**Extracted material**

========================================================================

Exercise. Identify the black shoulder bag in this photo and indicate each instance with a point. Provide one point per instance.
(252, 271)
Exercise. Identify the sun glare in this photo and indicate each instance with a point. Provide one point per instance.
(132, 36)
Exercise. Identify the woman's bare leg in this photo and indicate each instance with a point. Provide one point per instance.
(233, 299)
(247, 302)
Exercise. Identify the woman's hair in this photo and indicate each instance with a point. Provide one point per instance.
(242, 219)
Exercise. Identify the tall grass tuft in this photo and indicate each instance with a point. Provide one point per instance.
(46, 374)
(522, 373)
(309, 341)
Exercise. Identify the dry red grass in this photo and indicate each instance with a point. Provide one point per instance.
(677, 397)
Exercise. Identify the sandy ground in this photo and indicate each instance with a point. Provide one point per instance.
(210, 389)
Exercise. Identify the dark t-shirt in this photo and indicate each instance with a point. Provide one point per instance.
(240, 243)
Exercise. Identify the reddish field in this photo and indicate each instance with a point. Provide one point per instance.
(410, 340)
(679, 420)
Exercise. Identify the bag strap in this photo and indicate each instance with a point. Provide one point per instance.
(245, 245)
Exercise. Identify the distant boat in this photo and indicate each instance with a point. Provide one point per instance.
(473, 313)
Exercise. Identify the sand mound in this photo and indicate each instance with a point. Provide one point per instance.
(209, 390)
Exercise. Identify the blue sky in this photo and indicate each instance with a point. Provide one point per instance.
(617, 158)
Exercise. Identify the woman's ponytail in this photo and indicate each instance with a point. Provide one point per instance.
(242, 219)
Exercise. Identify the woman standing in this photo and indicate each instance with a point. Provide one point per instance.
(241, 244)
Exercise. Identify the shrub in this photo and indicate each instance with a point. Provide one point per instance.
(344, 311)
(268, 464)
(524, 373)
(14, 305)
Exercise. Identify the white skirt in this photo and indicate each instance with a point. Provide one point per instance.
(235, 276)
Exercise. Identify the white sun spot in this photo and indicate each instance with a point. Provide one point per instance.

========================================================================

**Your goal**
Word for word, copy out all the data given above.

**Reply**
Exercise. Identify the black shoulder bag in this photo and indicate each instance with a point. Provide one point per instance.
(252, 271)
Exercise. Identify the sun glare in this photo and indicate each instance with a point. Provide one point per instance.
(132, 36)
Exercise. Identify the woman's bare leg in this photo and indicate each instance with a point. Provide one point per instance.
(233, 299)
(247, 302)
Exercise. Identify the woman's hair in this photo and indicate each instance with a point. Provide one point per instance.
(242, 219)
Exercise. Identify the tall grass tuft in this photo and indicate each instance with a point. Provide one point per instance.
(46, 374)
(522, 373)
(309, 341)
Exercise. Identify the dry red grass in this photo and indicate each instance with a point. Provide one point per instance.
(677, 397)
Exercise. Identify the sandy ground in this photo and indicate each instance with a point. Provide one point per instance.
(210, 389)
Exercise. Identify the dark t-shirt in this photo and indicate each instance with a point. Provide one point per instance.
(240, 243)
Exercise. Identify the reddish field in this photo and indicate each instance with a point. Provide one point per instance.
(410, 340)
(679, 420)
Exercise. Identify the bag strap in this photo and indicate each instance with a point. Provide one point per instance.
(245, 245)
Exercise. Identify the distant boat in this photo and indicate each instance with a point. Provide one point per instance.
(473, 313)
Exercise. Identify the sand mound in this photo and indicate each instance with a point. Provide one point per instance.
(209, 390)
Exercise. Identify the blue sky in this photo and indicate each instance with a point. Provide one point per instance.
(617, 158)
Exercise. Identify the woman's ponytail in this photo and indicate each instance with a point. Provide one point per instance.
(242, 219)
Exercise. Identify the woman standing in this photo and indicate each instance with a point. Provide one point per instance.
(241, 244)
Exercise. Identify the shrub in this photo and indicate each instance with a point. Provide one point per instance.
(344, 311)
(268, 464)
(524, 373)
(14, 305)
Exercise. Identify the white skirt in this photo and indicate each instance with a point. Provide one point per instance.
(235, 276)
Exercise. Identify the white sun spot in this photo and indicate each instance with a point. Provide one point per instance.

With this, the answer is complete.